EXERCISE REQUIREMENTS
Nothing but an exact copy is wanted: the line with "of the turret?" and each line after it in the data below, last line included.

INPUT DATA
───

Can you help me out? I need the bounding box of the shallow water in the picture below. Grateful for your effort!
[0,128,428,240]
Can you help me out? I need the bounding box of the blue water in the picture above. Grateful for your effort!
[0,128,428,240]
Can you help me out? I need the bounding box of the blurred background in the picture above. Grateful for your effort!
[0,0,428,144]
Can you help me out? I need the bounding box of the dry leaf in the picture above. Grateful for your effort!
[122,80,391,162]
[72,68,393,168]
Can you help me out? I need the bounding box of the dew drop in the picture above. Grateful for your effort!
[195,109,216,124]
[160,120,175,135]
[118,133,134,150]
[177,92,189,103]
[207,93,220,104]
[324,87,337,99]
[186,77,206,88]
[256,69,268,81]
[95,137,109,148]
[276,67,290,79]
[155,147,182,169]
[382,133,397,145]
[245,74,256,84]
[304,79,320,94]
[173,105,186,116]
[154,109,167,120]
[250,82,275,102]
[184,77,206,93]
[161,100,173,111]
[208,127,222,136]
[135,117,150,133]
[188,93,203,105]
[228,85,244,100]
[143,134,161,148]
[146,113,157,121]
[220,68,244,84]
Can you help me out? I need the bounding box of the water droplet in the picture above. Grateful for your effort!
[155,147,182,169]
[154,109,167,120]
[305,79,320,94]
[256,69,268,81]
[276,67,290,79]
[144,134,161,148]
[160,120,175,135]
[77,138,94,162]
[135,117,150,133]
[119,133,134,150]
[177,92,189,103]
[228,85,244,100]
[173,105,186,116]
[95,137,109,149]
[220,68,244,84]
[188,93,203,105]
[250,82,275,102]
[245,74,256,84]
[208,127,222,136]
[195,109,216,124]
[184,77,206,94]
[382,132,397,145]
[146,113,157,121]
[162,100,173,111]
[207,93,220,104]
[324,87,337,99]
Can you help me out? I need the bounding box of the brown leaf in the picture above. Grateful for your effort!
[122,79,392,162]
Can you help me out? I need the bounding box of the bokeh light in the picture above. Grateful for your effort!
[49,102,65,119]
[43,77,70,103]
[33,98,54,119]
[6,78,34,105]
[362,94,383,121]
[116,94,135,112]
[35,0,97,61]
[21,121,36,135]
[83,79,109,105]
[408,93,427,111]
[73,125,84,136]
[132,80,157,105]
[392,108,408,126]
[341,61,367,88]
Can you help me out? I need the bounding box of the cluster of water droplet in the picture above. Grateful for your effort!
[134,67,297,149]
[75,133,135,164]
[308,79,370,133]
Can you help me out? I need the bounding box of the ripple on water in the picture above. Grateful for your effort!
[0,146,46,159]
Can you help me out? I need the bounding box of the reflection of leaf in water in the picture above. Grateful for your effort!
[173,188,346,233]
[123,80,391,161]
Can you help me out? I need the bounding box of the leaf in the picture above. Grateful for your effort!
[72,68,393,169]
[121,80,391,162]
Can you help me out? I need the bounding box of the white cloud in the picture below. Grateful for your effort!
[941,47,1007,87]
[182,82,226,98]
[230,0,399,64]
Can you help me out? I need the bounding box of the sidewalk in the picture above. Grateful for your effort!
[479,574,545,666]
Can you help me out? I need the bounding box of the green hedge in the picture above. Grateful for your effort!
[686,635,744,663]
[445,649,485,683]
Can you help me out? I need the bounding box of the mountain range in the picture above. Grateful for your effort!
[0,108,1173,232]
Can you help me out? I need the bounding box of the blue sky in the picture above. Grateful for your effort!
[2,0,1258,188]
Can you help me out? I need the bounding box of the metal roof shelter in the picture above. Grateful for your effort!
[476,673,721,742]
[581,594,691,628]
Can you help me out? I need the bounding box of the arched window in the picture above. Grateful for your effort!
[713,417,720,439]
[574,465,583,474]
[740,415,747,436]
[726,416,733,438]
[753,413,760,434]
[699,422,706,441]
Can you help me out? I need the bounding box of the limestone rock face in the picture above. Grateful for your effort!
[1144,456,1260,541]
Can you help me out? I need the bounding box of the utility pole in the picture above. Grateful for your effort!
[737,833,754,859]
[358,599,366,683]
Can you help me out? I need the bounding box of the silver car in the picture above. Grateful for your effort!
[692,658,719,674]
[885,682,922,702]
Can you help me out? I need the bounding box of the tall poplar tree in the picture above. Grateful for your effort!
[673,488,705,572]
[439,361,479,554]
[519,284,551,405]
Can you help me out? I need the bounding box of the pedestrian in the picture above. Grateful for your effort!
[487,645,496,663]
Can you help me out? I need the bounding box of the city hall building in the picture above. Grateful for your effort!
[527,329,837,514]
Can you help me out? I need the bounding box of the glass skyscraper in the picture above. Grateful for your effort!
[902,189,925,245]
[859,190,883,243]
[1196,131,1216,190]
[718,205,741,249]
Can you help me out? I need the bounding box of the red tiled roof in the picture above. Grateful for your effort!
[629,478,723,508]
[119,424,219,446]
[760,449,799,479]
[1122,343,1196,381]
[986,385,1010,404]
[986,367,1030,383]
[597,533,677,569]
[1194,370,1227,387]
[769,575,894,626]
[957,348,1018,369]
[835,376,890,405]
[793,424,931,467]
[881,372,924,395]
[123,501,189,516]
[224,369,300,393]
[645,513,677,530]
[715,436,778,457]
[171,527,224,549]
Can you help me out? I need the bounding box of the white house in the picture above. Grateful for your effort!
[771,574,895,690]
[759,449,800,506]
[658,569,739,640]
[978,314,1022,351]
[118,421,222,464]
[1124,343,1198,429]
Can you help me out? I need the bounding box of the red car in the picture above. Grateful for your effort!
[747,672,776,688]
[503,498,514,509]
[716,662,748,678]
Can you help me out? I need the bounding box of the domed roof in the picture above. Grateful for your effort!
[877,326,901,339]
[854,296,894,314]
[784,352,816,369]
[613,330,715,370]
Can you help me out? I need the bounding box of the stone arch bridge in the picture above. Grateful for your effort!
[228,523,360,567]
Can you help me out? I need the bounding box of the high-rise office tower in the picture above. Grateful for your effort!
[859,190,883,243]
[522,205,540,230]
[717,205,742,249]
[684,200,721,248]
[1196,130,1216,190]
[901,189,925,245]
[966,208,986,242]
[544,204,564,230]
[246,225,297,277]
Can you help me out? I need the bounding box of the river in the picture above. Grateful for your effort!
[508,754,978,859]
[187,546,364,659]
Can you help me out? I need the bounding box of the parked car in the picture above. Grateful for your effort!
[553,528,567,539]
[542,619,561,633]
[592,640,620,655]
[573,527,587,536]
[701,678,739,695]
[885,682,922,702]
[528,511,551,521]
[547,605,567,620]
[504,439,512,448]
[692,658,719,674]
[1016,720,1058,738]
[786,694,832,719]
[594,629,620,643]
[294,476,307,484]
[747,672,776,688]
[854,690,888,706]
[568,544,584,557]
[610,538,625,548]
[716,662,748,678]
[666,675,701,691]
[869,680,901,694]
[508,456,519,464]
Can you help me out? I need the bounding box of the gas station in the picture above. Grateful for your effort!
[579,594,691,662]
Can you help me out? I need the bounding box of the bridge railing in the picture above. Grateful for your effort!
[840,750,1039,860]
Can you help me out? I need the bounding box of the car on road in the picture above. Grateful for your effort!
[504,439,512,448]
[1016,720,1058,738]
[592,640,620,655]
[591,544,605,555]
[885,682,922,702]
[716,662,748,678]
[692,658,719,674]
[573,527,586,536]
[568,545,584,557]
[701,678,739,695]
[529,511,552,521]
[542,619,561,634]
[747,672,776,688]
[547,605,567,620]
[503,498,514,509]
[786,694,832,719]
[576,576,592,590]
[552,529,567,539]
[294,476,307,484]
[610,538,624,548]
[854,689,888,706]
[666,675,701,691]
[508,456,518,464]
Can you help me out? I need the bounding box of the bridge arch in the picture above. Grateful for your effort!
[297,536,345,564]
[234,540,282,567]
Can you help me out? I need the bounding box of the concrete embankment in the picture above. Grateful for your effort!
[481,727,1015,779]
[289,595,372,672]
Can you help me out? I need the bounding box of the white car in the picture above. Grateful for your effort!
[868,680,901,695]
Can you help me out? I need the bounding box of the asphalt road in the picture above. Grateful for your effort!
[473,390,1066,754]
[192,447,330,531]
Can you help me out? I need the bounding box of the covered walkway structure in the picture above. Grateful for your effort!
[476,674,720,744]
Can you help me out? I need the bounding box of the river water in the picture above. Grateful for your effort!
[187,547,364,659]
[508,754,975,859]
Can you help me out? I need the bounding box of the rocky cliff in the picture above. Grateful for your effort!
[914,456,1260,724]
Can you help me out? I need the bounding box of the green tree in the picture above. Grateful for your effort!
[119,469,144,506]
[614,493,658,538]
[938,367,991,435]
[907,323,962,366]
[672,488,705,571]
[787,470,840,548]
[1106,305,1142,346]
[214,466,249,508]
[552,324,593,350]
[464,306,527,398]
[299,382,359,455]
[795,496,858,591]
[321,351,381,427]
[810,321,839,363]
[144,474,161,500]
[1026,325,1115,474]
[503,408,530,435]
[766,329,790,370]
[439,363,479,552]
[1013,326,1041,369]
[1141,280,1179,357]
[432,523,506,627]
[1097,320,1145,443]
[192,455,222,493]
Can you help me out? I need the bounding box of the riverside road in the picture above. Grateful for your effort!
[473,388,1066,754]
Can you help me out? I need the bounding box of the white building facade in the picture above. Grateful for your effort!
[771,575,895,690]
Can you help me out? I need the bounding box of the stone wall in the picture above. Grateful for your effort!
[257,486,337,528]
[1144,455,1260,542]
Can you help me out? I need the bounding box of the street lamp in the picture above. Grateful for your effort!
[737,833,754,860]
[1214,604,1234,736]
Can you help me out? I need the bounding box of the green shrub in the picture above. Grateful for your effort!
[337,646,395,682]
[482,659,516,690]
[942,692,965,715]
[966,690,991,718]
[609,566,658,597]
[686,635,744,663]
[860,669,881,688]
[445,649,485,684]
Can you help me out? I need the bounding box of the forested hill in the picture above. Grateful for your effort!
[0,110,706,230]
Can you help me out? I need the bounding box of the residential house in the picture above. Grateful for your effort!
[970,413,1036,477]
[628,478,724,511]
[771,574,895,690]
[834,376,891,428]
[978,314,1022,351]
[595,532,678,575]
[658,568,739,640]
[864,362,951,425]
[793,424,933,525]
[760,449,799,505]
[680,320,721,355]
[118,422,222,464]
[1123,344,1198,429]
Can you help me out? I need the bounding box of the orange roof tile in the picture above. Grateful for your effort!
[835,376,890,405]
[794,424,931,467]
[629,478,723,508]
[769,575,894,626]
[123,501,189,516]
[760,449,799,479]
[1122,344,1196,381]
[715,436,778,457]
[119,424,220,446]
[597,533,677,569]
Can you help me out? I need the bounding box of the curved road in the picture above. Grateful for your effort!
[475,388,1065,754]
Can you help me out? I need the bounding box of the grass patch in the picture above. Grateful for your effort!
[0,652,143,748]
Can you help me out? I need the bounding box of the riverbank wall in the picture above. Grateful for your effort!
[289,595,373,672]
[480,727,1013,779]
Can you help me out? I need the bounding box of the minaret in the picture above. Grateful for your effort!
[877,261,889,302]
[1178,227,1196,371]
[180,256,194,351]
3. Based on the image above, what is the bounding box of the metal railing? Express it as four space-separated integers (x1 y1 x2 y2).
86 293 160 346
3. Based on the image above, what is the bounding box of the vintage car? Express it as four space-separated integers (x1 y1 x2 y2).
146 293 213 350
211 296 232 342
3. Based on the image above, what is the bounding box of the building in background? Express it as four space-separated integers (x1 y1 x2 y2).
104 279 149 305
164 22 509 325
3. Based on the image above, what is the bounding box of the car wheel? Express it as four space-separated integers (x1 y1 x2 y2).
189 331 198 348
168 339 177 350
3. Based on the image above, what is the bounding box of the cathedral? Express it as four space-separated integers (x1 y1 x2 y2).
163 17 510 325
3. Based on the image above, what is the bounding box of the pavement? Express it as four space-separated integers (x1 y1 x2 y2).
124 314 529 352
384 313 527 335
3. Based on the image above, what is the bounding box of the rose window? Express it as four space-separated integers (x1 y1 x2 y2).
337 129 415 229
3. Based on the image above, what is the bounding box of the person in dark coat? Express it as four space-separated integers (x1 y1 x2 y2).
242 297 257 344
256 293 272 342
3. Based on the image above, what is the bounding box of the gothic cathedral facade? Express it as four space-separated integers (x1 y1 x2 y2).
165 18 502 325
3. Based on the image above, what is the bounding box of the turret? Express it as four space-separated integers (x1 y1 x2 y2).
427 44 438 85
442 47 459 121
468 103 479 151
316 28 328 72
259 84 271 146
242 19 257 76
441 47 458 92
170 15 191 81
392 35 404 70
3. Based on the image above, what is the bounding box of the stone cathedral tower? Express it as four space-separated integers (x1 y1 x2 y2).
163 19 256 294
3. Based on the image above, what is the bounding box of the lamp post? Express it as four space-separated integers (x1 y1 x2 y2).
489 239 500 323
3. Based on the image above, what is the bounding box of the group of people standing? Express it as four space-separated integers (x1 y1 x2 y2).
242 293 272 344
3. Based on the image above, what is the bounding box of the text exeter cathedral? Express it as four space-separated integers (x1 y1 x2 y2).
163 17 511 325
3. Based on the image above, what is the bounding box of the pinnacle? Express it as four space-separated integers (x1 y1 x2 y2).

───

ANSWER TO THIS TASK
3. Based on the image above, what is the bounding box of the turret? Express it as four space-separated integers (x1 y1 x2 y2).
427 44 438 85
442 47 459 121
468 103 479 151
316 28 328 72
259 84 271 146
242 19 257 76
441 47 458 92
170 15 191 81
392 35 404 70
3. Based on the image above, what is the bounding box of the stone cathedral tower? Express it as four space-separated integers (x1 y1 x2 y2).
163 19 256 294
3. Based on the image above, what is the bounding box of the lamp post? Express it as four space-separated integers (x1 y1 x2 y2).
489 239 500 323
3. Based on the image above, what is the bounding box of the group of people standing? Express it as four space-separated integers (x1 y1 x2 y2).
242 293 272 344
3. Based on the image above, what is the bounding box of the text exeter cathedral? Express it as four space-separated integers (x1 y1 x2 y2).
163 17 511 325
3. Based on the image above, what is the bounding box of the pinnacle? Express it as four space-separated integers (x1 y1 x2 y2).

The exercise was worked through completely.